* SUPPLIED RECORDS
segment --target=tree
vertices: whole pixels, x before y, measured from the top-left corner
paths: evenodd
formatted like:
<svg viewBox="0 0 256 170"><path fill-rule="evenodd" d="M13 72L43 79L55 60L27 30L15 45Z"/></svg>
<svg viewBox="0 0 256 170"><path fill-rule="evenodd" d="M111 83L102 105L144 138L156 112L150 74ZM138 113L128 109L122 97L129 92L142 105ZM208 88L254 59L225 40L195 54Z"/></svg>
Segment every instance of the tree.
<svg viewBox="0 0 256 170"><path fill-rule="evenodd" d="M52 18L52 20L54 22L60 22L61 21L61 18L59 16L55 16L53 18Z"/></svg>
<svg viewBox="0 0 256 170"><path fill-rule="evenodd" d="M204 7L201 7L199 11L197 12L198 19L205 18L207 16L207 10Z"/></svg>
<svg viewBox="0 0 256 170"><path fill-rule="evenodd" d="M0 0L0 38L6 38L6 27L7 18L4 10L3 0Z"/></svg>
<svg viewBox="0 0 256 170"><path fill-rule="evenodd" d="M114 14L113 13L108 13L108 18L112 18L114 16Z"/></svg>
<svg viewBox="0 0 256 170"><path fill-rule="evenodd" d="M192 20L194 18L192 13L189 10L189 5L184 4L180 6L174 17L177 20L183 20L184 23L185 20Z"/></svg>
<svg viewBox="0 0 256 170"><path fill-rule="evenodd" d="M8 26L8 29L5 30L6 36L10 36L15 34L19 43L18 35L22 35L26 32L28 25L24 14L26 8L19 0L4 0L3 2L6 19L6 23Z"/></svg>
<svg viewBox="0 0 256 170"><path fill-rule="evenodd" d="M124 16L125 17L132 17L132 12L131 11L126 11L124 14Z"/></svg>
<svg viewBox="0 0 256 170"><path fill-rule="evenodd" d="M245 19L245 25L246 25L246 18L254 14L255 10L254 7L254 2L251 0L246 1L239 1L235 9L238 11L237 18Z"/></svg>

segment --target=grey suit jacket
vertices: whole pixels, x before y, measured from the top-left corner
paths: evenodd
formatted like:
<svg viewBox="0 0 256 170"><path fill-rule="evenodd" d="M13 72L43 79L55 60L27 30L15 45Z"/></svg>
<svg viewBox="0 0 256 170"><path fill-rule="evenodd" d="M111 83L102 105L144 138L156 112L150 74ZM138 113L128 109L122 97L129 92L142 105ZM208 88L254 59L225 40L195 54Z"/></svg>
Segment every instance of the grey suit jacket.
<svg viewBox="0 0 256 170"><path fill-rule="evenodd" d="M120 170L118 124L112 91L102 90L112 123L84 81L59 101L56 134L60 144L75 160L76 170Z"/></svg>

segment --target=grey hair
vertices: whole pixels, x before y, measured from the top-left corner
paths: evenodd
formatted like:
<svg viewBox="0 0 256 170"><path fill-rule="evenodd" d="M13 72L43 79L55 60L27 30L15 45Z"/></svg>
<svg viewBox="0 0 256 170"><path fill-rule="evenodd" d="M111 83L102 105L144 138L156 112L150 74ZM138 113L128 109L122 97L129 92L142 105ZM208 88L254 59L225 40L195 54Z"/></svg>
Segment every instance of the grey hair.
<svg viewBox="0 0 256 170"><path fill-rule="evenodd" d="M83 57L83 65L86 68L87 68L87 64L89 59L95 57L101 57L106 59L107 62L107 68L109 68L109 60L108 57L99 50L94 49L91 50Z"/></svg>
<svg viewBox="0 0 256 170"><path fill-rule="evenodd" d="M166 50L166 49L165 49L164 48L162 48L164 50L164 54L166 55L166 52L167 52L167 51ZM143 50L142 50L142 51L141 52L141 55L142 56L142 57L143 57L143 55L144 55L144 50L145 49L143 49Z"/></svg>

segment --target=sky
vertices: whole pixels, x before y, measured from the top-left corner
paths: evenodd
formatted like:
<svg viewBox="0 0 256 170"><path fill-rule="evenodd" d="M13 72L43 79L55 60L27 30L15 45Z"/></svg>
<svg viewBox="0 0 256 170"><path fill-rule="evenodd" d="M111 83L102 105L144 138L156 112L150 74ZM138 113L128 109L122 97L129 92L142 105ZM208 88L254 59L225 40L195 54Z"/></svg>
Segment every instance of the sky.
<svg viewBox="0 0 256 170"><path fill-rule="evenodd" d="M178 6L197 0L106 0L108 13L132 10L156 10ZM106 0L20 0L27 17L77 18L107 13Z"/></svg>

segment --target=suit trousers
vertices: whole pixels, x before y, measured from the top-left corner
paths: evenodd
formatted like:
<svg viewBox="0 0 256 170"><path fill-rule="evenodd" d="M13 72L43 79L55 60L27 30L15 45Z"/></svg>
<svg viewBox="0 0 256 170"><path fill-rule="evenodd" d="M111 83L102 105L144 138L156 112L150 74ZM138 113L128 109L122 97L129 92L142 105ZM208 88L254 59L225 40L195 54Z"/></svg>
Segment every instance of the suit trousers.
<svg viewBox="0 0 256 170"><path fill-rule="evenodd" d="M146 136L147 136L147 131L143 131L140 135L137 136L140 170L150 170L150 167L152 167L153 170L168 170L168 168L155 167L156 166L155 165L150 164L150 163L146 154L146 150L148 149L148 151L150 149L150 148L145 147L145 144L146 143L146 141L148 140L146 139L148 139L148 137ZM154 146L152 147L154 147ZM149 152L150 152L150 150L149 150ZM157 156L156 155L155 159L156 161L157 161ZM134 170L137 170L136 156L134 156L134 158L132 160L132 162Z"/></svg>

* * *

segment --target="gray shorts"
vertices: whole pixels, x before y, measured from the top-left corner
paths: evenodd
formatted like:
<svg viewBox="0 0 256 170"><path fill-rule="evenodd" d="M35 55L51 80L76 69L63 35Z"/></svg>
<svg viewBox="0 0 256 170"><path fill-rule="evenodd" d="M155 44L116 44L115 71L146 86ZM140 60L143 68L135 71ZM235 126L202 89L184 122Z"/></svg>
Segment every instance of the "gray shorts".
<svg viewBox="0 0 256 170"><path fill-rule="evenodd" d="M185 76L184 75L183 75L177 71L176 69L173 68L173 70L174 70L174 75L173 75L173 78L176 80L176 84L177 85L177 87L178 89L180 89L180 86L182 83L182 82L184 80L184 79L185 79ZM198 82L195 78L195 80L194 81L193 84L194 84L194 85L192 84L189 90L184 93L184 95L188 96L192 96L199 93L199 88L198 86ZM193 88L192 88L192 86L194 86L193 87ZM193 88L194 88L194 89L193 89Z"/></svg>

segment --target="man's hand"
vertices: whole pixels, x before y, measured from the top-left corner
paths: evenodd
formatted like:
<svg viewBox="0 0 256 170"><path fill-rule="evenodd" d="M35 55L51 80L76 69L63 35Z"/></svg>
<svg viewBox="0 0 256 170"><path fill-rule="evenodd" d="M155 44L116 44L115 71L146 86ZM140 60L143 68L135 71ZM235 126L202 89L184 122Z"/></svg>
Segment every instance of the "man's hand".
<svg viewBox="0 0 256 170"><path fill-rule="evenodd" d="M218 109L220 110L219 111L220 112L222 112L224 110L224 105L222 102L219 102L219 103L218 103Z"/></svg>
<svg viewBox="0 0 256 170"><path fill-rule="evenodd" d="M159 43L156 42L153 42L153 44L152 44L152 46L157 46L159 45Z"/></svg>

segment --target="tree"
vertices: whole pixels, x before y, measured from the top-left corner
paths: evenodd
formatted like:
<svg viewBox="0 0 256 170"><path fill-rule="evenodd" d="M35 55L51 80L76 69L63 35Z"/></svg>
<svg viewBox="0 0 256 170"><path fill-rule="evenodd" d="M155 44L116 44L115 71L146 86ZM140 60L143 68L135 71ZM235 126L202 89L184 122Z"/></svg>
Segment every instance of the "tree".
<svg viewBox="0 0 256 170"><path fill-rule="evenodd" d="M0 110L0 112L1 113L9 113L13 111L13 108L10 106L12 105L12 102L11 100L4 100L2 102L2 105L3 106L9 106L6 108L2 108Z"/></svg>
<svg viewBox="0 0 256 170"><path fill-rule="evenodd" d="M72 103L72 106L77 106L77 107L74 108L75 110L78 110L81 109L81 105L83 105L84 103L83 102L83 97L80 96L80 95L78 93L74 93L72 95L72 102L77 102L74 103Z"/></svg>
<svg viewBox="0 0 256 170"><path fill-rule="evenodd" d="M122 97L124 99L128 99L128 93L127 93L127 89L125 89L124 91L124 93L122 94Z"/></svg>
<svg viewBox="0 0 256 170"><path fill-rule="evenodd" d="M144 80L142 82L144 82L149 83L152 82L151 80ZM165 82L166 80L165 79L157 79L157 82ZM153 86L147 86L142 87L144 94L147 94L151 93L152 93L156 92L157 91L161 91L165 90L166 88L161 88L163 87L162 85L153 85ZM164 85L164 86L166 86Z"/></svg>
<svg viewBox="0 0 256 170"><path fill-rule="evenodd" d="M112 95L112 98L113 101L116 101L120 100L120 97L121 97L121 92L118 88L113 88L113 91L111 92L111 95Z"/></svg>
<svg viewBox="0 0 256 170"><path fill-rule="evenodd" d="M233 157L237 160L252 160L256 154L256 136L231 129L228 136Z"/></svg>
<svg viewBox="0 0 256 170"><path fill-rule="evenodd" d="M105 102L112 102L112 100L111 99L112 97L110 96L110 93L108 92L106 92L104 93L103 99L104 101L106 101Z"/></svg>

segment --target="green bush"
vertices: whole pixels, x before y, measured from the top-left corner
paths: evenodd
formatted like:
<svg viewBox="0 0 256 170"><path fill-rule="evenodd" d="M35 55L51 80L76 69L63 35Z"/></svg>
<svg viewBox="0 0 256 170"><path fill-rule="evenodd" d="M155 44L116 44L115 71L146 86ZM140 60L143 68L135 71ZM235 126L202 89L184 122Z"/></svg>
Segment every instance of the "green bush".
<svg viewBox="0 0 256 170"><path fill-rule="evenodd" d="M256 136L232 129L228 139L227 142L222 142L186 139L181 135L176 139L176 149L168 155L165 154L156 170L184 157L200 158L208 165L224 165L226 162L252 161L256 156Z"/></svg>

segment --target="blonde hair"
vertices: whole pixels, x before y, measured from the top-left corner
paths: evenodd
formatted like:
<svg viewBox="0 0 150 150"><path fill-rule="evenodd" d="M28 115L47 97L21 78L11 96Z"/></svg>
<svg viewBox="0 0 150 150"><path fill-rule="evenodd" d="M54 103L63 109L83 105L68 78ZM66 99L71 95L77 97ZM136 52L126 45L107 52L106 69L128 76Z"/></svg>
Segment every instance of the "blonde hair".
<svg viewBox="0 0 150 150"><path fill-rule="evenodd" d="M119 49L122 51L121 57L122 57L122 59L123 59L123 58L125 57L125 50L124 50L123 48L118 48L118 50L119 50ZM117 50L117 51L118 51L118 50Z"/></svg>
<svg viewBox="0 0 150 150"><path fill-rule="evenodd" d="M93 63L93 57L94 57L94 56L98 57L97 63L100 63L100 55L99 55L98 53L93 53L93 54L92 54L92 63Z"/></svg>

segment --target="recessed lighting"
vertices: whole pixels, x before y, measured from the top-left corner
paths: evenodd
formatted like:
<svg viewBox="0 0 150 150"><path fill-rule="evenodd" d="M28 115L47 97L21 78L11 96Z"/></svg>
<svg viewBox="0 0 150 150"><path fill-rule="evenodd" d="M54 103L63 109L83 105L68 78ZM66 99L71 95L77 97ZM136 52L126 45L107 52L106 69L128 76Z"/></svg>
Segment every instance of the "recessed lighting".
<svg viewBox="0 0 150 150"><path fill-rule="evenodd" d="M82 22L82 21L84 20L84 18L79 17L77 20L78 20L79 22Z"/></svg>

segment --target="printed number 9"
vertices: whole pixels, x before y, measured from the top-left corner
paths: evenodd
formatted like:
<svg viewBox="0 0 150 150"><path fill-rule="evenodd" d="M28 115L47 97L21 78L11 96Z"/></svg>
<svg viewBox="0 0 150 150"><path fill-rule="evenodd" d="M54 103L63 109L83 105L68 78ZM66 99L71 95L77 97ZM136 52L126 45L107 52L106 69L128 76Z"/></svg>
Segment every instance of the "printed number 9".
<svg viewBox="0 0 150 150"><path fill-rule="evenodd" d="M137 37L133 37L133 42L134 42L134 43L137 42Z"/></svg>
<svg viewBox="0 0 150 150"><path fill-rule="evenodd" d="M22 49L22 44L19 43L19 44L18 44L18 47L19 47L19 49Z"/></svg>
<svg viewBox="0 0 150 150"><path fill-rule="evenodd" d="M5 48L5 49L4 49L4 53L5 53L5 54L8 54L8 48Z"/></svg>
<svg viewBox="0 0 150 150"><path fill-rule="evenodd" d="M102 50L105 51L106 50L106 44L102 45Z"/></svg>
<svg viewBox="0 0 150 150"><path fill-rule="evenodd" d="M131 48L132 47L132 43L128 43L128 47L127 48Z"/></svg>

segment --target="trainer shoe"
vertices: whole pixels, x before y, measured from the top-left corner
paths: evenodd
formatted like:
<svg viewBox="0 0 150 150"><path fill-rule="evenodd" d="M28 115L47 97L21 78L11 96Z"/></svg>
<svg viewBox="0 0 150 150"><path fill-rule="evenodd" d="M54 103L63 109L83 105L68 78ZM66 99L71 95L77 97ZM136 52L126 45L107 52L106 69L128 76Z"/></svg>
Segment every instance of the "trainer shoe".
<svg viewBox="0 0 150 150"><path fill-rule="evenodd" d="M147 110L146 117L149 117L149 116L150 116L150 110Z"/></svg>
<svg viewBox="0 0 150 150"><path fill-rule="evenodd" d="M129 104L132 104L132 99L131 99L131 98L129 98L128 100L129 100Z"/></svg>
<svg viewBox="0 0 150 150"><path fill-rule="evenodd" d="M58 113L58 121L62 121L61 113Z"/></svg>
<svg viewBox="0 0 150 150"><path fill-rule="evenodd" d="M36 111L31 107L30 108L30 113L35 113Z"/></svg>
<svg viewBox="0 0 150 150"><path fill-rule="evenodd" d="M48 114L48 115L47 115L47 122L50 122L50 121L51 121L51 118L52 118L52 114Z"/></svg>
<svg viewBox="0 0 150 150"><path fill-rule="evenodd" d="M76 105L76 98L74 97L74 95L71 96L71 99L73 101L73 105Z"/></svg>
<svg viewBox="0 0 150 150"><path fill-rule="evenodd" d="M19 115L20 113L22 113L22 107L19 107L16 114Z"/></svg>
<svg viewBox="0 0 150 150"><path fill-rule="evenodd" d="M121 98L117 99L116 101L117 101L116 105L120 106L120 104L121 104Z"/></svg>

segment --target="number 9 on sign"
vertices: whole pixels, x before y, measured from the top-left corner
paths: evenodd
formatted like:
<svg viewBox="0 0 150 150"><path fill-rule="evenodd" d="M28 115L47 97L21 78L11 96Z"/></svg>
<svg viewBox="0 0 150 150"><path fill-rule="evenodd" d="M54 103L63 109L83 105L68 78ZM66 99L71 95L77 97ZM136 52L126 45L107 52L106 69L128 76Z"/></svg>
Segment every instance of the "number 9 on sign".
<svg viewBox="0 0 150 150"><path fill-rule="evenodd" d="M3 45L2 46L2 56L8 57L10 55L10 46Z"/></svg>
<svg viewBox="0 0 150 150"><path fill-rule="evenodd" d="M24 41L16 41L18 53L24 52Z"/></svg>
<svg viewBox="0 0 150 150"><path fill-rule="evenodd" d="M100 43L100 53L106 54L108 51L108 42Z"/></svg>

...

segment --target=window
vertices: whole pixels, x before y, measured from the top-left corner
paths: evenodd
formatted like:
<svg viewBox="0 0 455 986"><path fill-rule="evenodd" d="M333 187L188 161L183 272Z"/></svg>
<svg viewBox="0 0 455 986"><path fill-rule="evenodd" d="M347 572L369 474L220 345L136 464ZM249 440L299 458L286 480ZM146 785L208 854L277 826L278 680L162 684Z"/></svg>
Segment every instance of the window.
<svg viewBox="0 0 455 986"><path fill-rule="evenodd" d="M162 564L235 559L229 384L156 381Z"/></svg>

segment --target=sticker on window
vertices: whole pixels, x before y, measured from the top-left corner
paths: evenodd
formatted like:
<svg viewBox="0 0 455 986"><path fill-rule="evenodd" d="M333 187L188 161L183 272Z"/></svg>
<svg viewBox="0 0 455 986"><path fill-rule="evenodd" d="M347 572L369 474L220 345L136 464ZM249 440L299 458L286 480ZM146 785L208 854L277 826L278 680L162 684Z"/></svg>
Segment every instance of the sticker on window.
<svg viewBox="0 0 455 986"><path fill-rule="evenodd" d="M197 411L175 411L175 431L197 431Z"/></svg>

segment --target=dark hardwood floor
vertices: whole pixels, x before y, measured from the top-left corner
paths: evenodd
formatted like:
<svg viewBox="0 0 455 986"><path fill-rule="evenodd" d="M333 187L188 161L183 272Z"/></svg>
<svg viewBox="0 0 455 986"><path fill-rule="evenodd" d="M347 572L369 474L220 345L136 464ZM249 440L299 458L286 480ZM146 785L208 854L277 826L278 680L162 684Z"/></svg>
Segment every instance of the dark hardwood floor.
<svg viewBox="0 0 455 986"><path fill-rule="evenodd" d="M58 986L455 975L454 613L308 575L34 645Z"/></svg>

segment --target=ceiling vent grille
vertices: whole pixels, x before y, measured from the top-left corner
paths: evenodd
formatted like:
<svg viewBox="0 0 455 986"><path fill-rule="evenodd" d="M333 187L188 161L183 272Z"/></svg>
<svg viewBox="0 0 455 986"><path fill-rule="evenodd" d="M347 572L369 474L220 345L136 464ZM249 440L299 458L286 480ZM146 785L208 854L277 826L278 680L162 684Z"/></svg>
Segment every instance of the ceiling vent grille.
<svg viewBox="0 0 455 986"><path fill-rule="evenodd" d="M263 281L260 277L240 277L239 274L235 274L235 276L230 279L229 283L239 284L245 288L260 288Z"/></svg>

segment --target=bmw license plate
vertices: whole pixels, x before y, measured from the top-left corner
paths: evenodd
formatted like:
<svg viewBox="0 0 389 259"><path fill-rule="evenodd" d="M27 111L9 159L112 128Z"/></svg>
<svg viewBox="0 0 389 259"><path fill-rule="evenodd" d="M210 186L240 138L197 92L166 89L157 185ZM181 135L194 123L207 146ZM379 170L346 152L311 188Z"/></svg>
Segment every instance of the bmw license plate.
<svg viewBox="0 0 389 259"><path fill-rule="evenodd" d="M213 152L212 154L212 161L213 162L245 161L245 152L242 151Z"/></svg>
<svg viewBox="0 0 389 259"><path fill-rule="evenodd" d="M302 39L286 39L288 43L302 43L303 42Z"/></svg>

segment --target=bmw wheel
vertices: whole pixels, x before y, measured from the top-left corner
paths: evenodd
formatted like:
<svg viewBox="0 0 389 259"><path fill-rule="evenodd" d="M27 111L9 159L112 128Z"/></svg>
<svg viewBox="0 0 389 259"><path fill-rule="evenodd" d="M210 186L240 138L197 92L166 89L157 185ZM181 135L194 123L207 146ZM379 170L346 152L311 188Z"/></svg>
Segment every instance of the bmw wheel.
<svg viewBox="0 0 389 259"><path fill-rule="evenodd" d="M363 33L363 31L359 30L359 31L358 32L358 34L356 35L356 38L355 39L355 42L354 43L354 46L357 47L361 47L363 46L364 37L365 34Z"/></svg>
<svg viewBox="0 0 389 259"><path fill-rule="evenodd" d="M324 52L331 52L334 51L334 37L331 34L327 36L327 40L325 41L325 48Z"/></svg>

* WHAT YOU SHOULD DO
Rewrite the lines from the one containing "segment --target=tree" through the one containing "14L113 13L108 13L108", both included, replacing "top-left corner" with "upper-left corner" and leaving everything else unchanged.

* ANSWER IN FULL
segment --target=tree
vertices: whole pixels, x before y, measured from the upper-left corner
paths: evenodd
formatted like:
<svg viewBox="0 0 256 170"><path fill-rule="evenodd" d="M13 72L43 79L55 60L27 30L15 45Z"/></svg>
<svg viewBox="0 0 256 170"><path fill-rule="evenodd" d="M111 83L102 105L144 138L156 112L150 74ZM138 113L128 109L122 97L129 92L142 105ZM208 88L254 59L225 40L195 54Z"/></svg>
Segment every instance of the tree.
<svg viewBox="0 0 256 170"><path fill-rule="evenodd" d="M52 18L52 20L54 22L60 22L61 21L61 18L59 16L55 16L53 18Z"/></svg>
<svg viewBox="0 0 256 170"><path fill-rule="evenodd" d="M204 7L201 7L199 11L197 12L198 19L205 18L207 16L207 10Z"/></svg>
<svg viewBox="0 0 256 170"><path fill-rule="evenodd" d="M0 0L0 38L6 38L6 27L7 18L4 10L3 0Z"/></svg>
<svg viewBox="0 0 256 170"><path fill-rule="evenodd" d="M114 14L113 13L108 13L108 18L112 18L114 16Z"/></svg>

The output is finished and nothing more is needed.